Exercise details: Write out again only the lines running from the one that contains "white rose in" to the end of the records below, including both the first and the last.

***** Material supplied *****

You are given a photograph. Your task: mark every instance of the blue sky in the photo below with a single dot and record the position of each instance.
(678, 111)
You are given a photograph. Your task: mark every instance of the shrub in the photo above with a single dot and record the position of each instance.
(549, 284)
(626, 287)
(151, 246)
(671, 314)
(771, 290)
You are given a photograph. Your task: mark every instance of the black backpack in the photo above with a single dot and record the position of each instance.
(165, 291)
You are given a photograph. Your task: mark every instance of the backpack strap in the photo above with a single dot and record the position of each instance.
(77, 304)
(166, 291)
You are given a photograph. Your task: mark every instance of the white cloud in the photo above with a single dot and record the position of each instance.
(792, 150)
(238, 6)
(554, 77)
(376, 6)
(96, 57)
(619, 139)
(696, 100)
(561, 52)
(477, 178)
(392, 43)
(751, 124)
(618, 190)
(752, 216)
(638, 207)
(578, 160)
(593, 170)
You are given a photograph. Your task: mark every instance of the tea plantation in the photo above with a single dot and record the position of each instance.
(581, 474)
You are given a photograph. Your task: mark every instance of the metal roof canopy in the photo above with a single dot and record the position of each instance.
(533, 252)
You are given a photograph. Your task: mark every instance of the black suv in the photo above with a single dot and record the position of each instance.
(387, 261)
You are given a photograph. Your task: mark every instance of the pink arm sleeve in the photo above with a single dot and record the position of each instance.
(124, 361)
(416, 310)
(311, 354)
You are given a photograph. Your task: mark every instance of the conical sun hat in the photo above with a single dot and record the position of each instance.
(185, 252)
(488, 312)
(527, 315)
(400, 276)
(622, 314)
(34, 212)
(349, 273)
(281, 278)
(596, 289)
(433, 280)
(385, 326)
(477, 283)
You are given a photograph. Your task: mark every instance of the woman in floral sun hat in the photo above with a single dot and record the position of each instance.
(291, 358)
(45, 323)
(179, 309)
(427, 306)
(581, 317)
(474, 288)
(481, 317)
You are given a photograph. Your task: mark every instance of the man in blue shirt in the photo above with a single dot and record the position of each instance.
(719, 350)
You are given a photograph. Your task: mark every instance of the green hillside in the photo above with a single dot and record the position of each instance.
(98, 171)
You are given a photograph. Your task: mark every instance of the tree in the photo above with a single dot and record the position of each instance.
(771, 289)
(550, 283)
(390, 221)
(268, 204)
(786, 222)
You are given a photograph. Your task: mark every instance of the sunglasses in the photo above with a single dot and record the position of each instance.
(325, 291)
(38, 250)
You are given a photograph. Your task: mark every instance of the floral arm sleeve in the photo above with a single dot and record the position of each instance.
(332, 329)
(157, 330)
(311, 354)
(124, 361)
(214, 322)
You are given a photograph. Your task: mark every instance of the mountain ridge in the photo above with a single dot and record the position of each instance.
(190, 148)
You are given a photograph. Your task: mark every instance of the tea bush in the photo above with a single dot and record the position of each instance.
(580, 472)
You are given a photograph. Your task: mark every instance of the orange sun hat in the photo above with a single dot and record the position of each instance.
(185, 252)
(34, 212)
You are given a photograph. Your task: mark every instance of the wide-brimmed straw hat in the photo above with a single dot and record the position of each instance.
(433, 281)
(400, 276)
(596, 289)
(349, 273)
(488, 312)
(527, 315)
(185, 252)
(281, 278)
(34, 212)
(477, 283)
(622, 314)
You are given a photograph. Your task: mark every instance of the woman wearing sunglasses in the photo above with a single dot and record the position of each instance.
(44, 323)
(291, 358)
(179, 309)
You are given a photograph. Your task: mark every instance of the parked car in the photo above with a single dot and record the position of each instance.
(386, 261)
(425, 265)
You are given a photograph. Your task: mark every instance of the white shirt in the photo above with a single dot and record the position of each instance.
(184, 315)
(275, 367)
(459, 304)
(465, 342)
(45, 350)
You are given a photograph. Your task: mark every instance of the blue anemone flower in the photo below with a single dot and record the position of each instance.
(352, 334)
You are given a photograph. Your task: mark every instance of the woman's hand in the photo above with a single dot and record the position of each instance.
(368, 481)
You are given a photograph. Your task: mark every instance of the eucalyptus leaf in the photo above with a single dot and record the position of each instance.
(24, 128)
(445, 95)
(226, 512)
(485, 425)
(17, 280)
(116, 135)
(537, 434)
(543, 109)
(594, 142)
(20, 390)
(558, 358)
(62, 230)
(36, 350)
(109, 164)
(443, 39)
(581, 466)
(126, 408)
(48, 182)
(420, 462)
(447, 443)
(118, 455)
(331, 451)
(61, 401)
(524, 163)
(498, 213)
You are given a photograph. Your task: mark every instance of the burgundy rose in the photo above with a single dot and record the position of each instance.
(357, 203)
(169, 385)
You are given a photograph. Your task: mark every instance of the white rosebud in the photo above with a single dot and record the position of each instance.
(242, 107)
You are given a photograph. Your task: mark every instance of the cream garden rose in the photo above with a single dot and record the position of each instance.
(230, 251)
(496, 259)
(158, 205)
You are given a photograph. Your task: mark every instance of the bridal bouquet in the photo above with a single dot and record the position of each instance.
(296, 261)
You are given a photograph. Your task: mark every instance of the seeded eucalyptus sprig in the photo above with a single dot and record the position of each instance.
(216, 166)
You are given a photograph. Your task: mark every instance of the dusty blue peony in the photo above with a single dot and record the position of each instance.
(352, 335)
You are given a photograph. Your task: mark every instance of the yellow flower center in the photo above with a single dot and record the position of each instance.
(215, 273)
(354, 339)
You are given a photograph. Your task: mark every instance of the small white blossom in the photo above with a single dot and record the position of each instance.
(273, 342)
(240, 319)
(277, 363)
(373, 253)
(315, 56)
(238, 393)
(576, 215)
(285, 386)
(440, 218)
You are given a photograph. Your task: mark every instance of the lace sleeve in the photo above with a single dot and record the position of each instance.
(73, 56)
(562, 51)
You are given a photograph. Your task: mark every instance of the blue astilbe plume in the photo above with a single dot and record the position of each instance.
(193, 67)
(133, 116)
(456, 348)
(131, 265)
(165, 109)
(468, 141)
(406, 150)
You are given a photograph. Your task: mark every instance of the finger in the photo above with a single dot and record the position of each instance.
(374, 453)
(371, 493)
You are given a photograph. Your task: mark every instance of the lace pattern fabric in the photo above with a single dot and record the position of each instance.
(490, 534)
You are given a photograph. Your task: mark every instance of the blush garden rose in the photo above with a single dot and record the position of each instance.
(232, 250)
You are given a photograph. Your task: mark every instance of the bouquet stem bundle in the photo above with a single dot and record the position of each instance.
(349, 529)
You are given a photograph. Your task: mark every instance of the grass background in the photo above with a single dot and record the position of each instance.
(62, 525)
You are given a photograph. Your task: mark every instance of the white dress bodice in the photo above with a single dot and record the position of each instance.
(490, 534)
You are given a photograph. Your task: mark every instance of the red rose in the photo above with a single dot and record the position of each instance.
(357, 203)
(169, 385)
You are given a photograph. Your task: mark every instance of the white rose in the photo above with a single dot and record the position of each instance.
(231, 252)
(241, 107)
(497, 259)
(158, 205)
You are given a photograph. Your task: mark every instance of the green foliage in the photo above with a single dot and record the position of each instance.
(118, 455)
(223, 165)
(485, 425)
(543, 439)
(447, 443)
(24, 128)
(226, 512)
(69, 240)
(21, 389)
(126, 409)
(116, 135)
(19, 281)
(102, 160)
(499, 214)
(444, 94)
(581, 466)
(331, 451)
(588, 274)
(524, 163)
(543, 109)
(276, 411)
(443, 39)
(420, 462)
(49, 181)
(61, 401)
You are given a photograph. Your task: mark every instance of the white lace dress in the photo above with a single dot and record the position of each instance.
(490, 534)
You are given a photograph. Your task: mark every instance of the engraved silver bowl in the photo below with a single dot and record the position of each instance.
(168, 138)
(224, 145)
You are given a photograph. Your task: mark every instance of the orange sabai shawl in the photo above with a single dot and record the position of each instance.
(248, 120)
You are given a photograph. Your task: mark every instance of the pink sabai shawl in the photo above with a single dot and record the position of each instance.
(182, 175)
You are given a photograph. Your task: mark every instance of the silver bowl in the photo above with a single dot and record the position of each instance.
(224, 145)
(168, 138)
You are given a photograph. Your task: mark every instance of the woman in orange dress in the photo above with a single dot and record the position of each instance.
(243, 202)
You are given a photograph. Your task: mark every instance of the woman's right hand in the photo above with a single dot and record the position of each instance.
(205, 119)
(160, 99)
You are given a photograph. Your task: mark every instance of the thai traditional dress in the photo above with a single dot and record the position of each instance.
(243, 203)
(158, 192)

*****

Solution:
You are given a photograph. Your task: mark every instance of the white rose in the photo above with a single dot and record the position of each instance.
(231, 252)
(241, 107)
(497, 259)
(158, 205)
You are given a photograph. Your task: mark every instance of the green foliage in the photo above with a single dot and record the position of each instance.
(118, 455)
(223, 165)
(485, 425)
(543, 439)
(447, 443)
(24, 128)
(226, 512)
(69, 240)
(21, 389)
(126, 409)
(116, 135)
(19, 281)
(102, 160)
(499, 214)
(444, 94)
(581, 466)
(331, 451)
(588, 274)
(524, 163)
(543, 109)
(276, 411)
(443, 39)
(420, 462)
(49, 181)
(61, 401)
You are given a photograph. Your task: mark every instance of the white lace dress in the photo above with a single dot and record the position of each instance.
(490, 534)
You are given a photograph. Your task: mark every instance of the engraved silver bowl in the photo below with a single dot and record the position of each instance.
(168, 138)
(224, 145)
You are given a photograph. Your task: mark every instance of the orange sabai shawl in the photo above with a single dot and record the position of each instance.
(248, 120)
You are given a photograph. Your task: mark every instance of the pink sabai shawl in the photo above with a single dot and record the position of each instance.
(182, 175)
You are given a photograph. Your task: mark every instance of the silver bowl in the photo above with a single dot and record the position of each instance.
(224, 145)
(168, 138)
You are given a photograph. Your task: mark every instance of the woman in orange dress in the photo above with a single dot and record the position of each instance.
(243, 202)
You are given a photograph. Your task: mark every instance of the woman's right hand in the photo above with a single dot and record the position of each instance.
(205, 119)
(160, 99)
You are given a photograph. Your task: mark every instance of the thai traditional dress in the photo above with a single dot and record the position of each instance.
(243, 203)
(158, 192)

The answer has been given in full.